> [SELECTED TEXT]:
╔══
28 Mar Equitable Economy Fund
Equitable Economy Fund
Interview with Greg Brodsky; Managing Member of the Equitable Economy Fund
Jen: How was the Equitable Economy Fund Created?
Greg: The fund was spun out from Start.coop, the nation’s premier cooperative accelerator because we saw that the lack of outside equity was limited cooperative growth. We launched the fund to provide more flexible equity and equity like capital to cooperatives. The fund is 20% owned cooperatively by the graduates of the accelerator. See this longer form two part blog post here on why we formed the fund and our thinking. https://medium.com/start-coop/how-to-invest-in-cooperatives-part-one-52f69350d16
Jen: How are your investment funds catalytic in a way that is different from other funds?
Greg: The fund’s primary investment focus is to develop a diversified portfolio of shared ownership companies in various stages of development that can demonstrate a commitment to share wealth with people of color, women, immigrants and other marginalized populations. We are catalytic in that we provide equity financing in a sector that has only ever offered debt to cooperatives. The lack of outside equity has historically limited cooperative growth, and we are the very first fund to focus exclusively on unlocking that kind of capital to expand cooperative ownership. For an example of our impact, look at our portfolio company The Drivers Cooperative, which is a driver owned rideshare in NYC that now has over 5000 drivers who own the company. https://drivers.coop/ and https://www.nytimes.com/2021/05/28/technology/nyc-uber-lyft-the-drivers-cooperative.html
Jen: How do you describe the kind of non-financial returns the fund offers?
╚══
Coordinate annotation items:
╔══
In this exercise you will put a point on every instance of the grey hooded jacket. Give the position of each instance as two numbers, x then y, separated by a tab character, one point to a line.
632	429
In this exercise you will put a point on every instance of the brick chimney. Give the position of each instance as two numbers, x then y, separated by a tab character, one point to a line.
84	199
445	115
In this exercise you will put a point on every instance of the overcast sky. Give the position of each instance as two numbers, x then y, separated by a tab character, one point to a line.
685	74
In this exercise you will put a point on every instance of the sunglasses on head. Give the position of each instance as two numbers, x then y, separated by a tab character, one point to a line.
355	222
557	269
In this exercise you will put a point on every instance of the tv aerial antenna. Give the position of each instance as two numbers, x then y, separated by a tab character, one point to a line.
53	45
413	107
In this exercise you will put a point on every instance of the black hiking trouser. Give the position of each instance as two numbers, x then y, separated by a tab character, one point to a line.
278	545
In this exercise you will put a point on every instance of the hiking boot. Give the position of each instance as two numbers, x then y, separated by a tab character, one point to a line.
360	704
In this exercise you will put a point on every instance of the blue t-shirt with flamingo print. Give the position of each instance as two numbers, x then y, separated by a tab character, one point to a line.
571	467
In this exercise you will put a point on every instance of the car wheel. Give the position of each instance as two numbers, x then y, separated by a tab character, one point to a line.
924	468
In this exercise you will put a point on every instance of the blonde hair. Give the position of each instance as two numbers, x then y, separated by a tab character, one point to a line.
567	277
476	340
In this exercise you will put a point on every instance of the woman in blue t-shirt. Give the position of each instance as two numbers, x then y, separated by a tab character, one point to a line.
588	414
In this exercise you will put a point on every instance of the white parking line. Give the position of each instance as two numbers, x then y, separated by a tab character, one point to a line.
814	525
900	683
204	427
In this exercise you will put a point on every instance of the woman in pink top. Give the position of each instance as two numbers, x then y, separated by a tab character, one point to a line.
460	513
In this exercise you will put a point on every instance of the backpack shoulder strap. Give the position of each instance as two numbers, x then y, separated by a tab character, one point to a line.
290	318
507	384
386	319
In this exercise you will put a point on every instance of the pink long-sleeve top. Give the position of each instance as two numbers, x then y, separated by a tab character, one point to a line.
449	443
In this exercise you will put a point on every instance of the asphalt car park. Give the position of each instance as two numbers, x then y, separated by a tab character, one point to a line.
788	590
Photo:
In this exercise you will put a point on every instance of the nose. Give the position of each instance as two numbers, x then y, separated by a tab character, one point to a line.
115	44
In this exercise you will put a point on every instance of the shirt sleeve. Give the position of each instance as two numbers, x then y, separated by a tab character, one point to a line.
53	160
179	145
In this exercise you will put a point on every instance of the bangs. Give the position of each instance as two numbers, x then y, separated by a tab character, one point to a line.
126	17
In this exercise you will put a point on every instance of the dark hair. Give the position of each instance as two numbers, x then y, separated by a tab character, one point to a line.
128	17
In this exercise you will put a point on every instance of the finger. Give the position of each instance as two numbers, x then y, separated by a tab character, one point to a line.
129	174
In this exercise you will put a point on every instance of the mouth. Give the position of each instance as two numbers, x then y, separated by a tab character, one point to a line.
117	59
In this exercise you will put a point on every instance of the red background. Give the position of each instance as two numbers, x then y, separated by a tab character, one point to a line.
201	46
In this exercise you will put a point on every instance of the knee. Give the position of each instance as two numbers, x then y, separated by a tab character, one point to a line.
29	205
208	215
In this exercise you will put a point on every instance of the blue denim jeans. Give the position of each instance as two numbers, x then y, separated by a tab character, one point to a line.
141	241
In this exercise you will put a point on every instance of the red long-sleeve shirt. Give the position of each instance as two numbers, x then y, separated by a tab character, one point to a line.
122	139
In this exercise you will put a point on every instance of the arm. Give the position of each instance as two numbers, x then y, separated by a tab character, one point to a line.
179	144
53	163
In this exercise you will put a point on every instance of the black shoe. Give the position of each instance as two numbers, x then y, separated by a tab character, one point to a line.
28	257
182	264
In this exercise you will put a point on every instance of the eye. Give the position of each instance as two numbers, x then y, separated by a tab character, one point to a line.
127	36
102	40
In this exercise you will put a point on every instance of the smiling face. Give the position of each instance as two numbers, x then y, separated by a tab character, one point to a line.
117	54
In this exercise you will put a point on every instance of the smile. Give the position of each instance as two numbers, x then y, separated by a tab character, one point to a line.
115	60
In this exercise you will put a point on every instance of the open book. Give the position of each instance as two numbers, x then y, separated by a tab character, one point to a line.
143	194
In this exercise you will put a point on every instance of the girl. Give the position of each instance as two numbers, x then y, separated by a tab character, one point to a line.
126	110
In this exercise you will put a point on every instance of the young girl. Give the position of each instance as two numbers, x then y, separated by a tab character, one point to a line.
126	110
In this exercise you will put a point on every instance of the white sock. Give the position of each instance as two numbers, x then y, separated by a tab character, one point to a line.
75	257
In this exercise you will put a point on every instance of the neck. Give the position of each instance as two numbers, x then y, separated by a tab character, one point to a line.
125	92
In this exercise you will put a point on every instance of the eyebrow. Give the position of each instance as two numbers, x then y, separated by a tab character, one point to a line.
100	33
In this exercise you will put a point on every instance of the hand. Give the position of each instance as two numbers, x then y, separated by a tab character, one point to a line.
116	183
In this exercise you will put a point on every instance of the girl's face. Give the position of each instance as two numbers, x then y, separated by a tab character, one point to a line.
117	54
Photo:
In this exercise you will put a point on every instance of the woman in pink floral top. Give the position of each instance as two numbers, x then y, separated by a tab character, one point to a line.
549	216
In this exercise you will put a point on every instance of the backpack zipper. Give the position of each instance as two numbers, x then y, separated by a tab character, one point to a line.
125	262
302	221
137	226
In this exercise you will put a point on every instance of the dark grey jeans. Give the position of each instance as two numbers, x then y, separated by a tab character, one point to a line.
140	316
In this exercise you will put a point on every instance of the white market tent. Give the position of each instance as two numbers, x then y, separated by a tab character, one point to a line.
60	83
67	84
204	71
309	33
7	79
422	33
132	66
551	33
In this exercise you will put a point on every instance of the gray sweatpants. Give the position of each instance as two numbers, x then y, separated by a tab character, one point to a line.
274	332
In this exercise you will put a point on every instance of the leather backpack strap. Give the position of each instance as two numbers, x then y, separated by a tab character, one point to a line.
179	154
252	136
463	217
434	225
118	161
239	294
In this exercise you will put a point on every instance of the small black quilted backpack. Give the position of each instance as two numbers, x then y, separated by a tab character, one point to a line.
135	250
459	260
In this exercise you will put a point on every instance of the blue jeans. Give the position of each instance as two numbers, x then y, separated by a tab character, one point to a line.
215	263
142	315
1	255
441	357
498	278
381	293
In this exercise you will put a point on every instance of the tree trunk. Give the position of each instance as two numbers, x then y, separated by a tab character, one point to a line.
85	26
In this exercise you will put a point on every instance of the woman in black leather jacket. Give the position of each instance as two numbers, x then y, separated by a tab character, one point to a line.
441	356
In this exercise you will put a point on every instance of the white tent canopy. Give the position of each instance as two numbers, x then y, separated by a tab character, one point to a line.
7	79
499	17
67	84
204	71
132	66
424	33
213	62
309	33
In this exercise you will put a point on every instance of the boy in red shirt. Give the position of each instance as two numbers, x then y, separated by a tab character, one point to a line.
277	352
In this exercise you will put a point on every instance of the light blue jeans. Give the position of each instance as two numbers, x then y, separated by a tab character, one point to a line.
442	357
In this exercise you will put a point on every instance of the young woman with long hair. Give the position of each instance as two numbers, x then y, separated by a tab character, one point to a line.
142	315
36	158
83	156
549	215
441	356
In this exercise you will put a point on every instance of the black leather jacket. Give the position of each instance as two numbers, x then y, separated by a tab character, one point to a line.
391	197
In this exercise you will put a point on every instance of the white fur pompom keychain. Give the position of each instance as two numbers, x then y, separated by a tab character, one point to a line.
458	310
╚══
> [REQUIREMENT]: Please reproduce the Equitable Economy Fund interview from "28 Mar Equitable" to "from other funds?", word for word.

> [TASK SOLUTION]:
28 Mar Equitable Economy Fund
Equitable Economy Fund
Interview with Greg Brodsky; Managing Member of the Equitable Economy Fund
Jen: How was the Equitable Economy Fund Created?
Greg: The fund was spun out from Start.coop, the nation’s premier cooperative accelerator because we saw that the lack of outside equity was limited cooperative growth. We launched the fund to provide more flexible equity and equity like capital to cooperatives. The fund is 20% owned cooperatively by the graduates of the accelerator. See this longer form two part blog post here on why we formed the fund and our thinking. https://medium.com/start-coop/how-to-invest-in-cooperatives-part-one-52f69350d16
Jen: How are your investment funds catalytic in a way that is different from other funds?